• STATED GOAL
Start at the line that contains "task: provide the segmentation of the snake eye" in the listing below and extract every line through the last, exactly; leave pictures out.

[Excerpt from a dataset]
══════════
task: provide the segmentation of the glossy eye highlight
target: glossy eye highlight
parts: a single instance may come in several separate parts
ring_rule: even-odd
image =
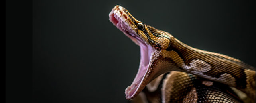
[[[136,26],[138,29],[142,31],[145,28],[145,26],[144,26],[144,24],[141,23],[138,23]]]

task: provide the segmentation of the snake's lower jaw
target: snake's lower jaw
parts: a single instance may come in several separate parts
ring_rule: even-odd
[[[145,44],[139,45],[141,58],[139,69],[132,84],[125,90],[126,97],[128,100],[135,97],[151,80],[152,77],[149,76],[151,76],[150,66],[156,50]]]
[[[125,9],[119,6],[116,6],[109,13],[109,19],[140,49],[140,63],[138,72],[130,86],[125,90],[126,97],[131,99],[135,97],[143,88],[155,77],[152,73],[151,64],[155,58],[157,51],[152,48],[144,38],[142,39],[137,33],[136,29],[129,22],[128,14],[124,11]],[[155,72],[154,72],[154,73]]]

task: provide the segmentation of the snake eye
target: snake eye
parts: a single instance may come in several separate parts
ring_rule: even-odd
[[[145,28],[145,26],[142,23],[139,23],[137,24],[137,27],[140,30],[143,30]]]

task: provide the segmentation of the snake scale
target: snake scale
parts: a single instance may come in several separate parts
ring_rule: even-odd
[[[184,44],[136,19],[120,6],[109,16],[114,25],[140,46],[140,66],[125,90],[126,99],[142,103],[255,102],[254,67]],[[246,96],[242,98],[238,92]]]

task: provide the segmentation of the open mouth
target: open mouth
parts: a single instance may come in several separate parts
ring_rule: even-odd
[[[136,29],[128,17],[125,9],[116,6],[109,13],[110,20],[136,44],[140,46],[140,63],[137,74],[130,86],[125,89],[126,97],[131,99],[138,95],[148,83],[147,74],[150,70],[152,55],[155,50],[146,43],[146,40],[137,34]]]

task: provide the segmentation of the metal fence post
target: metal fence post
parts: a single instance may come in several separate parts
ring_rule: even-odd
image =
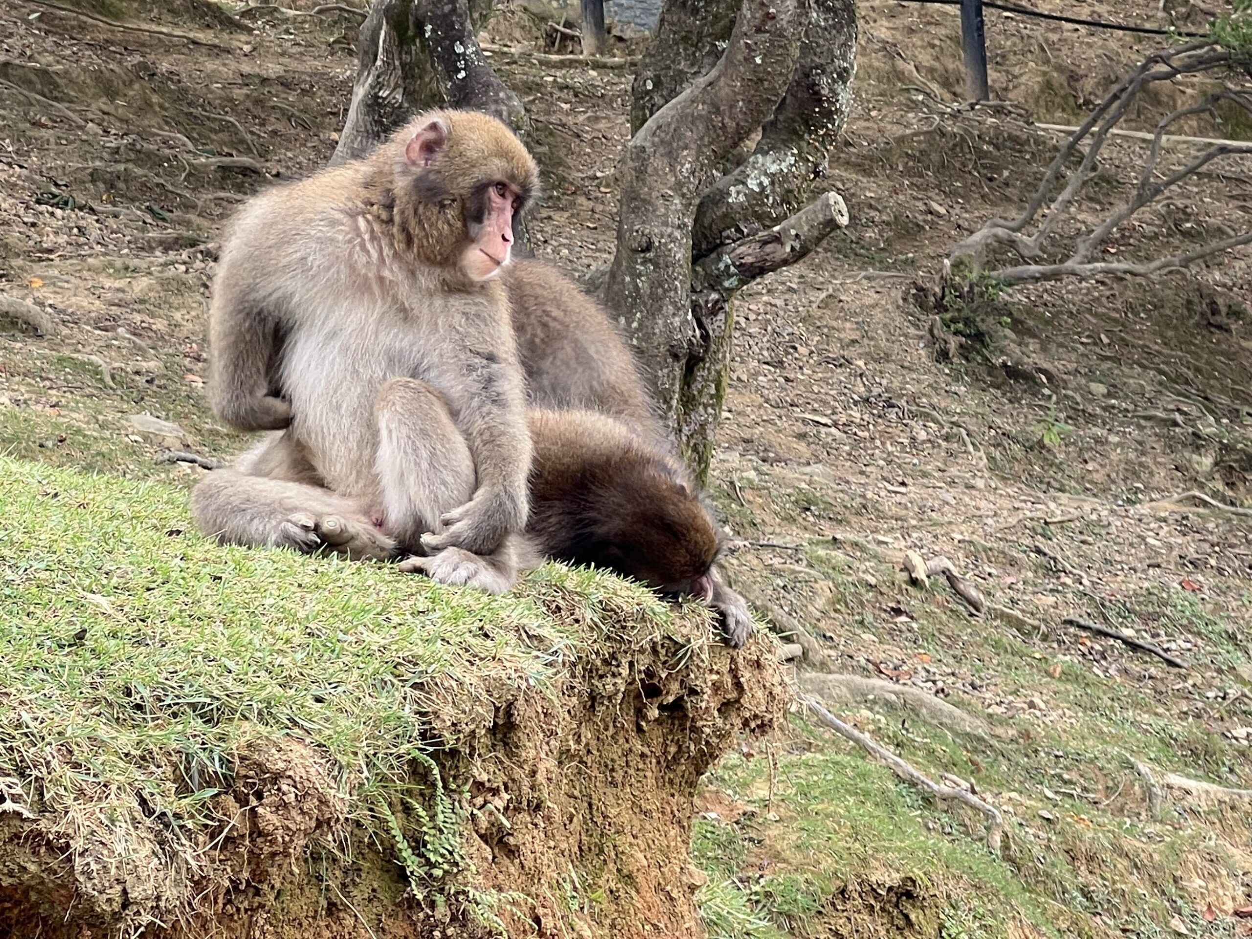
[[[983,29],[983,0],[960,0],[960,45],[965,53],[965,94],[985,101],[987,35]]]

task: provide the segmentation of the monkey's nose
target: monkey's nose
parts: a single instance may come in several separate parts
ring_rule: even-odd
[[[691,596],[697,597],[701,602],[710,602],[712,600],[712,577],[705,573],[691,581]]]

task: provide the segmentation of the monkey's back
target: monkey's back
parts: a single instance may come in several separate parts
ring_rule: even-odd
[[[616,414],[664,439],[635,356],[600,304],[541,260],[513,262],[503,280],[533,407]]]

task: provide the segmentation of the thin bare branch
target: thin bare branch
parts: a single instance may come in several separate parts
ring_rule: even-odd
══════════
• CORRECT RESULT
task: provide the segmentation of the snake eye
target: snake eye
parts: a single instance may come in several separate parts
ring_rule: even-odd
[[[145,28],[145,26],[142,23],[139,23],[137,24],[137,27],[140,30],[143,30]]]

task: provide the segmentation of the snake scale
target: snake scale
parts: a single instance may come in several separate parts
ring_rule: even-odd
[[[184,44],[136,19],[120,6],[109,16],[114,25],[140,46],[140,66],[125,90],[126,99],[142,103],[255,102],[254,67]],[[246,96],[242,98],[238,92]]]

task: provide the segmentation of the open mouth
target: open mouth
parts: a single instance may come in several separate parts
ring_rule: even-odd
[[[136,29],[128,17],[125,9],[116,6],[109,13],[110,20],[136,44],[140,46],[140,63],[137,74],[130,86],[125,89],[126,97],[131,99],[138,95],[148,83],[147,74],[150,70],[152,55],[155,50],[146,43],[146,40],[137,34]]]

task: provide the segmentation of the metal fence post
target: metal fence post
parts: a single instance may come in several separate parts
ring_rule: even-odd
image =
[[[983,29],[983,0],[960,0],[960,45],[965,53],[965,94],[985,101],[987,35]]]

task: provide the segmentation of the monkey's nose
target: monkey's nose
parts: a single instance may come in several separate parts
ring_rule: even-odd
[[[691,596],[697,597],[701,602],[710,602],[712,600],[712,577],[705,573],[691,581]]]

task: provide the segmentation of the monkey's back
target: monkey's back
parts: a single instance may come in several separate parts
ring_rule: even-odd
[[[616,414],[664,439],[635,356],[600,304],[541,260],[513,262],[503,280],[533,407]]]

task: provide the segmentation of the thin bare branch
target: thin bare branch
parts: a single instance may come in several separate parts
ring_rule: even-odd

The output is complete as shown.